### Task material
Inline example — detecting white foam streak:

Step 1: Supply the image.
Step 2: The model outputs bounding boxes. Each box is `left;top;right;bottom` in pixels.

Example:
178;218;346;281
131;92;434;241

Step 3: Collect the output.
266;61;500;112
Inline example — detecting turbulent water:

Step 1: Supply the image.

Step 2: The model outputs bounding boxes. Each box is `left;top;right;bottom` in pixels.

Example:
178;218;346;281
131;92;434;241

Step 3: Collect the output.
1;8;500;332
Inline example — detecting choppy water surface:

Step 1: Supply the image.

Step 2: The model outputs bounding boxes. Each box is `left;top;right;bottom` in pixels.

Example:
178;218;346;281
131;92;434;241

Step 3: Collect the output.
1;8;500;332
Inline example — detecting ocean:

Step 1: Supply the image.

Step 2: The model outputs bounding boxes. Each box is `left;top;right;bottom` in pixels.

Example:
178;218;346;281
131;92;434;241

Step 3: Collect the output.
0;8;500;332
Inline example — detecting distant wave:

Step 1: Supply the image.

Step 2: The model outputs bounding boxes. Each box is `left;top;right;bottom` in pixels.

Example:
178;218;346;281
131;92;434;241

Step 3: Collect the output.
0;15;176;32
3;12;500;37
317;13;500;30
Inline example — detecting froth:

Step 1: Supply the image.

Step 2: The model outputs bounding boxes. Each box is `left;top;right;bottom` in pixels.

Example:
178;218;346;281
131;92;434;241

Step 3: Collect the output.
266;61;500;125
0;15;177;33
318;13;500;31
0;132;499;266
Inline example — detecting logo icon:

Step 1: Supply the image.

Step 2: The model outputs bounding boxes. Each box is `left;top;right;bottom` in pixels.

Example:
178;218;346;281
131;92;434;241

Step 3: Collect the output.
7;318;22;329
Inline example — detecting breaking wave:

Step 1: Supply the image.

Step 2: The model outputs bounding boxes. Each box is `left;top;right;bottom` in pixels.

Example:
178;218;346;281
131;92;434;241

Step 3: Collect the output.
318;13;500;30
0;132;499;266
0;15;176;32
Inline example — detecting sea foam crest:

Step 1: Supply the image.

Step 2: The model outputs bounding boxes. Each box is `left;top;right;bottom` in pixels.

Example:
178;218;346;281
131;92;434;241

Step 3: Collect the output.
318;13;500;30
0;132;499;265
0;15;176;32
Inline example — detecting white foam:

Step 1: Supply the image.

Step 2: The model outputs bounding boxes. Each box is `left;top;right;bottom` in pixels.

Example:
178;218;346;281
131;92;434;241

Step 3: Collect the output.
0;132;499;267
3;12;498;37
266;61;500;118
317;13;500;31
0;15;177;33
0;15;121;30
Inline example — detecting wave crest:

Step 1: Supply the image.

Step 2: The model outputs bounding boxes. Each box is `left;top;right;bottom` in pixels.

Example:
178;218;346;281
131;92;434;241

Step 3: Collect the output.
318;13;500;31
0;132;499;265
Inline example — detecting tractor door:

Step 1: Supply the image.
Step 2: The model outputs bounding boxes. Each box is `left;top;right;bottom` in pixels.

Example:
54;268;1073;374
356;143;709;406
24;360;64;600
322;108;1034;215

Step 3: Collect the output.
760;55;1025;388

### About this exercise
A word-for-word restatement of all the records is required.

### Answer to the problem
Inline example — detecting white foam streak:

Step 1: Supply the image.
Step 2: The model outputs bounding boxes. Each box is `left;top;right;bottom` in pixels.

Example:
178;218;346;281
131;92;434;241

Step 3: Collect the output.
266;61;500;112
Inline example — detecting turbulent water:

Step 1: Supply the image.

Step 2: The model outputs bounding boxes. Each box is `left;top;right;bottom` in pixels.

Example:
178;218;346;281
131;92;434;241

Step 3: Collect the output.
1;8;500;332
Inline example — detecting choppy water surface:

Step 1: Supply the image.

Step 2: The model outputs bounding boxes. Each box is `left;top;right;bottom` in pixels.

Example:
178;218;346;281
131;92;434;241

Step 3: Collect the output.
1;8;500;332
Inline example — detecting ocean:

Step 1: Supply the image.

Step 2: The model outputs bounding boxes. Each box is `left;top;right;bottom` in pixels.

Example:
178;218;346;281
131;92;434;241

Step 3: Collect the output.
0;8;500;332
Inline example — detecting distant wave:

Step 1: Supply the image.

Step 2: The model outputs bounding boxes. Each box is `left;top;right;bottom` in pixels.

Example:
178;218;346;281
131;92;434;241

Step 3: Collect the output.
0;15;176;32
3;12;500;37
317;13;500;30
Inline example — detecting froth:

Step 1: Supply the image.

Step 2: The model outputs bounding boxes. Each box is `left;top;right;bottom` in pixels.

Example:
178;218;346;281
131;92;434;241

Step 3: Collect the output.
266;61;500;125
0;15;177;33
318;13;500;31
0;132;499;266
Inline example — detecting logo icon:

Step 1: Supply the image.

Step 2: The model outputs bounding boxes. Each box is `left;top;right;bottom` in pixels.

Example:
178;218;346;281
131;92;434;241

Step 3: Collect the output.
7;318;22;329
Inline example — detecting breaking wave:

Step 1: Supply the image.

Step 2: The model outputs bounding boxes. Each box is `left;top;right;bottom` in pixels.

Example:
178;218;346;281
131;92;434;241

Step 3: Collect the output.
318;13;500;30
0;132;499;266
0;15;176;32
Inline example — detecting sea foam crest:

Step 1: Supply the image.

Step 2: The model outputs bounding boxes. Each box is `left;top;right;bottom` in pixels.

Example:
178;218;346;281
131;92;434;241

Step 3: Collect the output.
318;13;500;30
0;132;499;265
0;15;176;32
Inline example — detecting white foam:

Step 1: Supply the image.

Step 2: The model outputs bounding boxes. Each box is `left;top;right;bottom` in pixels.

Example:
178;218;346;281
131;92;434;241

Step 3: Collect the output.
0;132;499;267
3;12;498;37
266;61;500;118
317;13;500;31
0;15;177;33
0;15;121;30
Inline example — detecting wave crest:

Step 1: Supply the image.

Step 2: The model outputs bounding boxes. Each box is `left;top;right;bottom` in pixels.

Example:
178;218;346;281
131;92;434;241

Step 3: Collect the output.
318;13;500;31
0;132;499;265
Inline example — detecting tractor door:

Step 1: Supply the image.
Step 2: The model outputs bounding boxes. Each box is `left;top;right;bottom` in pixels.

Example:
54;268;1073;374
356;143;709;406
24;360;64;600
322;108;1034;215

Step 3: Collect the output.
760;55;1025;388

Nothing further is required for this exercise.